_Problem details:_
The entries are to be reproduced verbatim, with all pictures omitted.

_Material provided:_
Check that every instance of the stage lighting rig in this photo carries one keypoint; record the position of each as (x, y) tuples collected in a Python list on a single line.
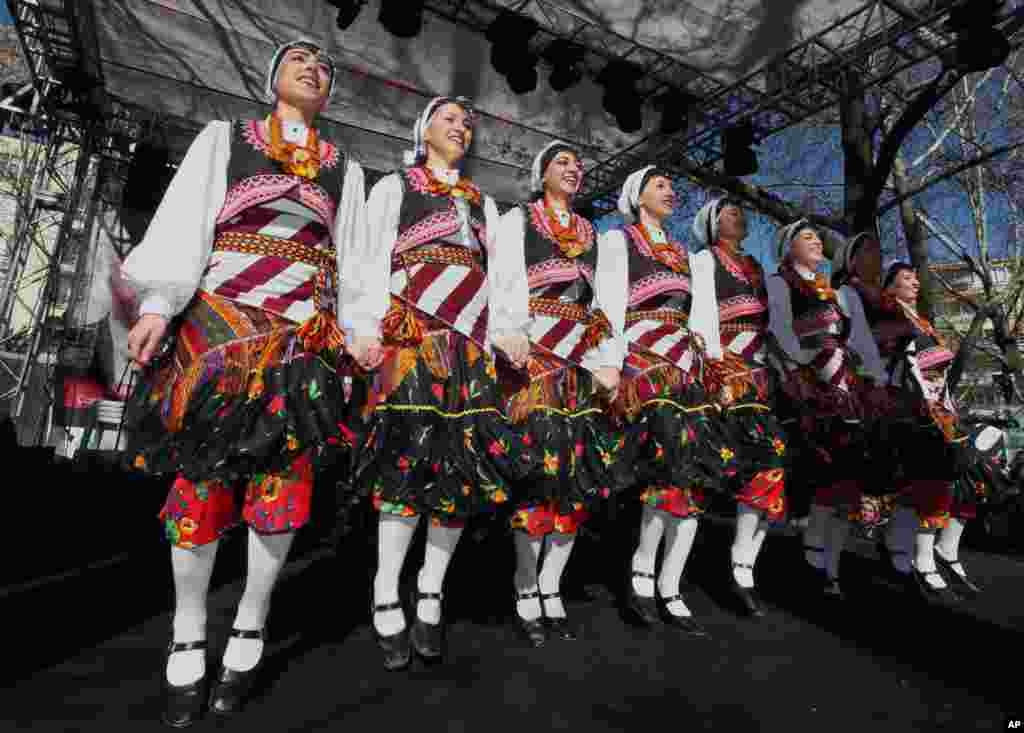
[(739, 159), (676, 108), (622, 98), (510, 35), (980, 45), (566, 57), (348, 10), (401, 17)]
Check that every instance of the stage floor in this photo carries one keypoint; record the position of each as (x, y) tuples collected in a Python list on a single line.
[(84, 651)]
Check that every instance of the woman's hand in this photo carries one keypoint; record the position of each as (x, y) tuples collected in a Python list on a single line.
[(144, 338), (608, 377), (368, 352), (515, 347)]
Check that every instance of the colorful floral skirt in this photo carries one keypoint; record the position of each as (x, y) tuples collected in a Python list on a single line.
[(562, 414), (675, 434), (983, 480), (438, 443), (923, 464), (235, 395), (829, 447), (753, 451)]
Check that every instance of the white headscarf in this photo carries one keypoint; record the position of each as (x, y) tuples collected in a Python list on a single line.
[(537, 171), (629, 199), (787, 232), (706, 222), (270, 88), (419, 153)]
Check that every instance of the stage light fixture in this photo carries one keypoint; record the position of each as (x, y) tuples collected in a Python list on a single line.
[(401, 17), (566, 57), (348, 10), (622, 99), (510, 55), (148, 175), (737, 141), (980, 45), (675, 106)]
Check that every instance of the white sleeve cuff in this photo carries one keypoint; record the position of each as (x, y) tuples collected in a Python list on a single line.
[(156, 305)]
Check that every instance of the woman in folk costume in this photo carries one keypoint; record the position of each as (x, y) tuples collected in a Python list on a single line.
[(920, 436), (833, 367), (672, 420), (983, 480), (240, 265), (420, 302), (730, 313), (574, 360)]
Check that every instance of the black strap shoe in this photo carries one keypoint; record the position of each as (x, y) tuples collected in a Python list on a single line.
[(687, 624), (752, 605), (929, 592), (963, 586), (832, 589), (396, 647), (232, 687), (183, 704), (428, 639), (559, 626), (532, 632), (641, 610)]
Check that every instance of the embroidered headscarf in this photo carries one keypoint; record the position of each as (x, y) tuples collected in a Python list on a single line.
[(543, 160), (270, 89), (629, 198), (787, 233), (706, 222), (418, 155), (894, 269)]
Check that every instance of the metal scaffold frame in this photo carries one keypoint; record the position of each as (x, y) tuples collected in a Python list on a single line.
[(879, 40), (65, 152), (81, 140)]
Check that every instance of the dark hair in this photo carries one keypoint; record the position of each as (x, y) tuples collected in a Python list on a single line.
[(893, 270)]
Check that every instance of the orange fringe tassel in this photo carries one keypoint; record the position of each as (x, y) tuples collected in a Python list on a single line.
[(400, 327), (730, 375), (598, 330), (321, 333)]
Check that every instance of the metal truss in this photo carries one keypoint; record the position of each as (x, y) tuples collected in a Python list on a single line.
[(877, 41), (59, 160)]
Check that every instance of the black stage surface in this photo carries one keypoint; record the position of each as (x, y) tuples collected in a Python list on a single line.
[(84, 645)]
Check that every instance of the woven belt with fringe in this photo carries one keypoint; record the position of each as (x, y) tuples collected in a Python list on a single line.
[(253, 244), (438, 256), (558, 309), (320, 332), (740, 329), (666, 315)]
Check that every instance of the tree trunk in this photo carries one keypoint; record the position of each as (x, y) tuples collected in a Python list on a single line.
[(857, 149), (967, 344), (916, 242)]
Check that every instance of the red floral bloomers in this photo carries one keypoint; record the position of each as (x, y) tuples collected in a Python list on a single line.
[(197, 513)]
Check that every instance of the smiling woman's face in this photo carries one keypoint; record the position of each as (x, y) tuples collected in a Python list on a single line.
[(657, 198), (450, 133), (303, 79)]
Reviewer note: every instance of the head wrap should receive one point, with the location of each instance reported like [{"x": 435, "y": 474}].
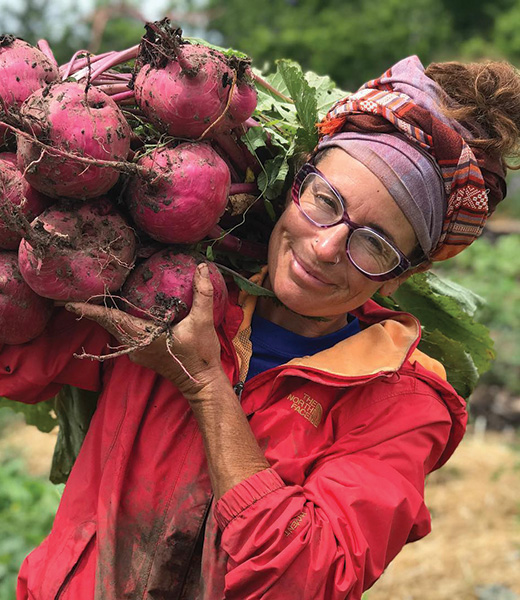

_Answer area:_
Check that every instance of the stage lighting rig in this photo carries one keypoint; record the position of each as (x, y) tuples collected in a Python list on a single line.
[(739, 159), (676, 108), (622, 98), (510, 35), (980, 45), (566, 57), (348, 10), (401, 17)]
Check that every instance of the stage floor in this photo carries one keypoint; record the position of each as (x, y) tuples collected in a Python list on a single line.
[(84, 651)]
Check that every instance of the woman's hand in this photo carries one keypoint; record the position of each as (x, y) tuples collected in a Python list on a single line.
[(144, 338), (608, 377), (368, 352), (515, 347)]
Check that every instance of the colorful floral skirt in this photo carries one keypoint; record the position of each as (x, y) tuples collected in a Python list on a single line.
[(562, 414), (675, 434), (983, 480), (438, 443), (923, 464), (235, 395), (829, 447), (753, 451)]
Check that every instance of the white headscarf in this photo carries one keypoint; record the position of each as (x, y) tuples collected in a Python list on a single line.
[(537, 171), (629, 199), (787, 232), (706, 222), (270, 88), (419, 153)]
Check that every instance of the stage light fixture in this photo carries one keypoint; record the position of each as (x, y) tuples collected in a Python list on a single line.
[(401, 17), (566, 57), (348, 10), (622, 99), (510, 55), (148, 175), (737, 141), (980, 45), (675, 106)]
Check that every instance of the white sleeve cuff in this photo carries one keypoint; record the position of each as (x, y) tuples collected in a Python list on a single line.
[(156, 305)]
Check that every instance of the woman in folk costume in this photo carries one keypoint; record the position of each as (x, y) tuples collected in a Python list on a single line.
[(920, 436), (833, 367), (672, 420), (983, 480), (240, 265), (420, 302), (730, 313), (574, 360)]
Check that every instance of the black strap shoe in this photo carries one keypoint; record the position of each as (x, y) tuples collected in a Python list on a single line.
[(687, 624), (752, 605), (929, 592), (963, 586), (832, 589), (396, 647), (232, 687), (183, 704), (428, 639), (559, 626), (532, 632), (641, 610)]
Check that every instance of the embroidered headscarf in this photo carries one keypoint; record the position of each as (x, y) tuples collected in a Python list on a single line.
[(543, 160), (270, 89), (629, 198), (787, 233), (706, 222), (418, 155), (894, 269)]
Check that every instance of the metal scaffold frame in this photo carries one keypoint; record the position of each as (x, y) tuples collected in a Python list on a single line.
[(879, 40), (65, 152), (81, 140)]
Check that every instance of the dark hair in this photo carries one keypoint; record the position of each as (x, y) tuples collected in a Python list on a single line.
[(893, 270)]
Check that every instance of the orange fringe tassel in this photo carries one keypoint; record the position of each as (x, y) tuples collected in a Python list on a single line.
[(400, 327), (730, 375), (598, 330), (321, 333)]
Check that every instance of the metal truss in this photo carries one keypoint; record the position of each as (x, y) tuples collected in a Python list on a single line.
[(877, 41), (59, 160)]
Check that every instance of the black stage surface in this photo carries one keypoint; record the position of each as (x, y) tuples collected in a Python list on a single line.
[(84, 645)]
Check that every instance of the woven belt with fringe in this photo carries one keypoint; record the position of each as (x, y) tuples collected in a Python list on a single line.
[(253, 244), (438, 256), (558, 309), (320, 332), (740, 329), (666, 315)]
Check that every instance of the tree trunk in this photo carries one keypoint; record the position of each as (x, y) tuples collected in a Python list on a single line.
[(857, 149), (967, 344), (916, 242)]
Check that every instance of the red floral bloomers in this photo carries one keypoint; record the position of each as (x, y) tuples collected in a Python list on a single line.
[(197, 513)]
Check that every instance of the smiling woman's face in this photo carries one keypoint; record the position of each as (x, y) tuples collected in a Python list on a single line.
[(657, 198), (450, 133), (303, 79)]
Reviewer note: every instance of the head wrap should receive one point, with the location of each instance reported like [{"x": 435, "y": 474}].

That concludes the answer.